(Beginning of RECORD SET)

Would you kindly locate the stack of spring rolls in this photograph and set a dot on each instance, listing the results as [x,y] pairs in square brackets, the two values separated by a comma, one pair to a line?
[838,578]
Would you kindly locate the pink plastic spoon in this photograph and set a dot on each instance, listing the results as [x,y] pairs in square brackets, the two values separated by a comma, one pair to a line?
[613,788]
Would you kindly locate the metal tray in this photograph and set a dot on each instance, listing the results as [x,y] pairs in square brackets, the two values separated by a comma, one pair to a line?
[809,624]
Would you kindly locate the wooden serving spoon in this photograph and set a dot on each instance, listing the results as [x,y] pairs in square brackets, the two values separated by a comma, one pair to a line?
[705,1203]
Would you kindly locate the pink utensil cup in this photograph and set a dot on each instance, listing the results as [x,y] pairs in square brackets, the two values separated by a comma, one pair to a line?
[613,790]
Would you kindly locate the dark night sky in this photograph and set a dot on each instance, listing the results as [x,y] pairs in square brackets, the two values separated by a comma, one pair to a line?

(End of RECORD SET)
(Beginning of RECORD SET)

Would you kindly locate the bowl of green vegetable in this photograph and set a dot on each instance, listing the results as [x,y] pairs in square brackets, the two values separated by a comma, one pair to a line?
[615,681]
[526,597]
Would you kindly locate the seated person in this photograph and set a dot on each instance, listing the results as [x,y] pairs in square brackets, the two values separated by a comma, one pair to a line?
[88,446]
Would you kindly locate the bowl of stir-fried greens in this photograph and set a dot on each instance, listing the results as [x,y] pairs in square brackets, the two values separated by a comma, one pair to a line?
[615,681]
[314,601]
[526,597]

(End of RECORD SET)

__WHAT NEEDS TO BE DONE__. Among the entries above, locate the lines containing "Would you kindly locate the metal" and "Would you kindly locate the dark", and transcribe exactly those two lines and all lines between.

__RESULT BELOW__.
Would you kindly locate the metal tray in this photograph and set a dot on each instance, listing the results as [x,y] pairs in square brackets, the two values separated by a comma, one pair to a line?
[809,624]
Would you kindly locate the wooden serving spoon in this photograph and set a dot on each instance, listing the results as [x,y] pairs in square brackets, the two values separated by a comma, one pair to a line?
[705,1203]
Would you kindly locate the pink utensil cup in this photograph and set a dot on each instance, listing the results as [x,y] pairs in square brackets, the two values separated by a comma, one pair to a line?
[613,790]
Would you kindly locate the dark night sky in this photograph and set a dot on each instance, listing the results as [x,y] pairs in square brackets, the two values separated by a comma, one pair to a line?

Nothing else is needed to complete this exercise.